» **Task item**:
Extend the article on the U.S. national debt, picking up right after its last sentence.

Extract START

Bush's budget expects the debt to grow to $9.4 trillion in four years, not even counting the cost of the Iraq war.
All about the national debt; it's about to be raised By MARY DEIBEL Scripps Howard News Service May 06, 2003
WASHINGTON - President Bush and Congress are playing fiscal chicken over raising the $6.4 trillion limit on the national debt.
Although the debt ceiling was breached on Feb. 20, the United States has avoided default by tapping into money that was supposed to be invested for federal workers' pensions and using other tactics. But the game ends after May 15 when the Treasury Department runs out of financial tricks.
Those who say the federal government should default for the first time ever to make Washington live within its means miss the point: The debt is money that has already been spent. America's creditors wouldn't take kindly to the United States reneging any more than your creditors would forgive you if you quit paying the mortgage and credit-card bills.
Plans call for raising the debt limit to $7.38 trillion, but Bush's budget expects the debt to grow to $9.4 trillion in four years, not even counting the cost of the Iraq war.
Q: What is the national debt?
A: The U.S. government has consistently spent more money than it collects in taxes, fees and other revenues. The shortfall is the national debt, which the Treasury Department covers by selling $40 billion a week in Treasury bonds, notes and bills as older federal securities come due.
Even from 1998 through 2001, when the federal government ran a surplus and started paying off the debt, it had debt from past years.
Q: Why should I care how big the debt gets?
A: Because big federal borrowing saps national savings and helps push up interest rates, making it more costly to buy a house, save for college tuition, feather a retirement nest egg or get companies to create jobs by building new plants and buying equipment.
Q: How did the debt get so big?
A: Because presidents and Congresses of both parties haven't wanted to collect the taxes required to pay for the goods and services they think the public wants.
After World War II, the national debt stood at almost $260 billion, or more than the annual output of the U.S. economy, mostly to pay for the war effort.

Extract END
Material provided START

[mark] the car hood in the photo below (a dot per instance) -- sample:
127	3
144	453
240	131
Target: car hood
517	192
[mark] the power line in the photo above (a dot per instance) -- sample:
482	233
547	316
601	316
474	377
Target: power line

Material provided END

» **Written response**:
By 1981, the national debt hit $1 trillion, prompting President Ronald Reagan to complain of its "incomprehensible" size: "If you had a stack of $1,000 bills in your hand only 4 inches high, you'd be a millionaire. A trillion dollars would be a stack of $1,000 bills 67 miles high."
Today it's 429 miles high and climbing.
Q: What does the United States have to show for the debt?
A: The debt financed all kinds of government goods and services that helped turn the United States into the world's only superpower and $10 trillion economy.
Money goes to military bases, weapons systems and troops to wage war in Afghanistan and Iraq; homeland security and disaster relief; federal anti-terror and crime fighting; courthouses and prisons; college loans and grants; feeding programs for everyone from pregnant women to elderly shut-ins; farm subsidies; small-business and home loan guarantees; health programs; national parks, medical and scientific research.
State and local governments use debt to pay for roads, schools, sewerage, airports and other capital projects, but the federal government lumps everything into one "unified" budget, financed partly by debt.
Q: Who owns the debt?
A: More than $3.7 trillion of the debt is held by the public, whether it's savings bonds you buy for the new baby, the Treasury bills held by your money market account or federal securities owned by your pension fund, bank or other institutional investor. Foreigners hold $1 trillion worth because debt backed by the "full faith and credit of the United States government" is considered the safest investment around.
Another $2.7 trillion is owned by government entities themselves, including the Social Security and Medicare trust funds, which invest excess payroll taxes that the retirement programs don't pay current beneficiaries. In return, both programs collect interest on the securities.
Q: How much is each American's share of the debt?
A: Every man, woman and child has a $22,256 piece of the debt today, according to the National Debt Clock in Manhattan's Times Square.
The clock was unplugged when the United States expected to enjoy $5.6 trillion in surpluses over the decade on Sept. 11, 2000. But terrorist strikes a year later delayed an economic rebound and stepped up anti-terror and defense spending just as the $1.35 trillion, 2001 tax cut kicked in. With government back in deficit, the debt clock was restarted and ticks off the seconds as the national debt increases $1.13 billion a day.
Q: What happens if the United States defaults?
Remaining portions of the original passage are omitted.